Description of the task :: From the first line to the last, give the data again exactly.
Information given: Begin
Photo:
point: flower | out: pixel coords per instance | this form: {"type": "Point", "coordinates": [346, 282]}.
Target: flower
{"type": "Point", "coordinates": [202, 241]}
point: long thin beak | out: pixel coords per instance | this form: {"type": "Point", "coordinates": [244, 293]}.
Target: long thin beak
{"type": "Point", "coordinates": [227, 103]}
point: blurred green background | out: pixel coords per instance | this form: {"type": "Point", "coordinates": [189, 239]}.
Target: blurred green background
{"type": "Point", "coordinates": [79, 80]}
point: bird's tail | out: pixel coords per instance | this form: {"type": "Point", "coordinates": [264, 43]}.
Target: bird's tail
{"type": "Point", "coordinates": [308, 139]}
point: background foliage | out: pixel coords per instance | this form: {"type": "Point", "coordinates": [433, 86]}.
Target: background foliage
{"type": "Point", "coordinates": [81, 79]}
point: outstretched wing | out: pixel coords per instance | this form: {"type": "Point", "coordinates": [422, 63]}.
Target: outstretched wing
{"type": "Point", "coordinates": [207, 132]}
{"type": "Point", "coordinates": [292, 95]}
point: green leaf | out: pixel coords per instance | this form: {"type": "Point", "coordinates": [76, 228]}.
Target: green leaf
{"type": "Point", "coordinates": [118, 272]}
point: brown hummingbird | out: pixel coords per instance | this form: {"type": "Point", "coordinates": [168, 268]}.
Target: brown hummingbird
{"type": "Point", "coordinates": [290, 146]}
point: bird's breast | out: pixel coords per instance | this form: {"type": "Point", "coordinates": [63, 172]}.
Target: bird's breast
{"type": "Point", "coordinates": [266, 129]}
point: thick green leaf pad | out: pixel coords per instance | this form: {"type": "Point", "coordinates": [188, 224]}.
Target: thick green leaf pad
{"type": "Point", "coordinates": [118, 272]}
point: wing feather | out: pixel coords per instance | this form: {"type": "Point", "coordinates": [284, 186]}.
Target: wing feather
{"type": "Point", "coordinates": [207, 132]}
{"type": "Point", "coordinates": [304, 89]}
Information given: End
Answer space ::
Photo:
point: flower | out: pixel coords per instance | this form: {"type": "Point", "coordinates": [346, 282]}.
Target: flower
{"type": "Point", "coordinates": [202, 241]}
point: long thin beak | out: pixel coords per instance | this form: {"type": "Point", "coordinates": [244, 293]}.
Target: long thin beak
{"type": "Point", "coordinates": [227, 103]}
point: blurred green background | out: pixel coords per instance | this form: {"type": "Point", "coordinates": [189, 239]}.
Target: blurred green background
{"type": "Point", "coordinates": [79, 80]}
point: bird's tail | out: pixel coords per instance | this form: {"type": "Point", "coordinates": [264, 43]}.
Target: bird's tail
{"type": "Point", "coordinates": [308, 139]}
point: background foliage | out: pixel coords per instance | this form: {"type": "Point", "coordinates": [433, 86]}.
Target: background foliage
{"type": "Point", "coordinates": [81, 79]}
point: outstretched wing | out: pixel coords per instance | this form: {"type": "Point", "coordinates": [422, 63]}.
Target: outstretched wing
{"type": "Point", "coordinates": [207, 132]}
{"type": "Point", "coordinates": [292, 95]}
point: green leaf | out: pixel coords per instance | this form: {"type": "Point", "coordinates": [76, 228]}.
Target: green leaf
{"type": "Point", "coordinates": [118, 272]}
point: brown hummingbird | out: pixel coords per instance | this form: {"type": "Point", "coordinates": [168, 268]}.
Target: brown hummingbird
{"type": "Point", "coordinates": [290, 146]}
point: bird's breast | out: pixel coords per instance | this form: {"type": "Point", "coordinates": [63, 172]}.
Target: bird's breast
{"type": "Point", "coordinates": [266, 129]}
point: thick green leaf pad | out: pixel coords per instance | this form: {"type": "Point", "coordinates": [188, 224]}.
Target: thick green leaf pad
{"type": "Point", "coordinates": [118, 272]}
point: wing feather | out: pixel coords per instance | this form: {"type": "Point", "coordinates": [284, 186]}.
Target: wing feather
{"type": "Point", "coordinates": [207, 132]}
{"type": "Point", "coordinates": [304, 89]}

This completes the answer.